(PROMPT): Transcribe every line of the listing below without any deviation.

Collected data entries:
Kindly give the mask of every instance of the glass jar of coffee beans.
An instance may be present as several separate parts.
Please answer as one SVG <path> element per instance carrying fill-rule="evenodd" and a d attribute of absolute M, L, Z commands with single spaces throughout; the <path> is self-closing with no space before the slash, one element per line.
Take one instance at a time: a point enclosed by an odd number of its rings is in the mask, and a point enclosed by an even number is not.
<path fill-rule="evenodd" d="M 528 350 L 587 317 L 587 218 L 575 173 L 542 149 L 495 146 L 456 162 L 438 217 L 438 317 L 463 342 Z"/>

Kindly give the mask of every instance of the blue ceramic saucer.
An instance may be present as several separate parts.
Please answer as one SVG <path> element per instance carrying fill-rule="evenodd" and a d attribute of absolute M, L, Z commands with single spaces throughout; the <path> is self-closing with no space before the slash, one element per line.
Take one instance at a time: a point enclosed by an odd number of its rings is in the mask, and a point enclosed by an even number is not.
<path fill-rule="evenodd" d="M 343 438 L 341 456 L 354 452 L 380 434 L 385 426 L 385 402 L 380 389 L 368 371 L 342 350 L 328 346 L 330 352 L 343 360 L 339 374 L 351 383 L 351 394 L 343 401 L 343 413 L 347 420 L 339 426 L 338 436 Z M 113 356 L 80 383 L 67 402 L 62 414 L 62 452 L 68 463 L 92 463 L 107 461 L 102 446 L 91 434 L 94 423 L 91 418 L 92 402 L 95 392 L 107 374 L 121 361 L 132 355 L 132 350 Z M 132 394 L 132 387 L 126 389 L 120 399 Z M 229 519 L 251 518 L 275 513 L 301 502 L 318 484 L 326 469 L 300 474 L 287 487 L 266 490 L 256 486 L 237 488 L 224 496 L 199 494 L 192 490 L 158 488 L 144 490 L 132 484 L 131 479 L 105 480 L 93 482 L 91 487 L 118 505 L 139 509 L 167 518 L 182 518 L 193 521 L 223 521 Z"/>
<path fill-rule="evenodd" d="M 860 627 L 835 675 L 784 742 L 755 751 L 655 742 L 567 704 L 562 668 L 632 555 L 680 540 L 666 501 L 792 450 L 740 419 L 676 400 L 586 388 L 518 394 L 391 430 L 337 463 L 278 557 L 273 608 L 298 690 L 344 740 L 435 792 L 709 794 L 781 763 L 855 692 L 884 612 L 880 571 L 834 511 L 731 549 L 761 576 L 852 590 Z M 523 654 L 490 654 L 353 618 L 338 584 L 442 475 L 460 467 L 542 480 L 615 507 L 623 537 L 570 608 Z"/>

(ANSWER BELOW):
Kindly give the mask of every instance of the glass jar of coffee beans.
An instance may be present as several separate parts.
Please answer as one SVG <path> element per instance carrying fill-rule="evenodd" and a d attribute of absolute M, L, Z commands with single spaces throughout; the <path> is self-closing with no space before the slash, one element per line.
Take one instance at a time: a point enclosed by an odd number of its rings is in the mask, and a point enclosed by an even number is not.
<path fill-rule="evenodd" d="M 528 350 L 587 317 L 587 218 L 575 173 L 542 149 L 495 146 L 456 162 L 438 217 L 438 317 L 463 342 Z"/>

Kindly give the mask of every instance of the blue ceramic saucer.
An instance may be present as several separate parts.
Please answer as one SVG <path> element per instance carrying fill-rule="evenodd" and a d attribute of absolute M, L, Z commands with single spaces throughout; the <path> is self-closing with no space before the slash, one element per line.
Take one instance at a time: a point enclosed by an odd number of its rings is in the mask, and a point enclosed by an even number is not.
<path fill-rule="evenodd" d="M 343 438 L 341 456 L 354 452 L 380 434 L 385 426 L 385 402 L 380 389 L 368 371 L 342 350 L 328 346 L 330 352 L 343 360 L 339 374 L 351 383 L 351 394 L 343 401 L 343 413 L 347 420 L 339 426 L 338 436 Z M 113 356 L 80 383 L 67 402 L 62 414 L 62 452 L 68 463 L 92 463 L 107 461 L 102 446 L 91 434 L 94 423 L 91 418 L 92 402 L 95 392 L 107 374 L 121 361 L 132 355 L 132 350 Z M 132 394 L 132 387 L 126 389 L 120 399 Z M 229 519 L 251 518 L 275 513 L 301 502 L 318 484 L 326 469 L 300 474 L 287 487 L 266 490 L 256 486 L 237 488 L 224 496 L 199 494 L 192 490 L 158 488 L 144 490 L 132 484 L 131 479 L 105 480 L 93 482 L 91 487 L 118 505 L 139 509 L 167 518 L 182 518 L 193 521 L 223 521 Z"/>
<path fill-rule="evenodd" d="M 860 627 L 835 675 L 784 742 L 755 751 L 655 742 L 567 704 L 562 668 L 632 555 L 680 540 L 666 501 L 792 450 L 740 419 L 676 400 L 586 388 L 518 394 L 391 430 L 337 463 L 278 557 L 273 608 L 298 690 L 344 740 L 435 792 L 709 794 L 781 763 L 855 692 L 884 612 L 880 571 L 834 511 L 731 549 L 761 576 L 852 590 Z M 523 654 L 490 654 L 353 618 L 338 584 L 442 475 L 460 467 L 542 480 L 615 507 L 623 537 L 570 608 Z"/>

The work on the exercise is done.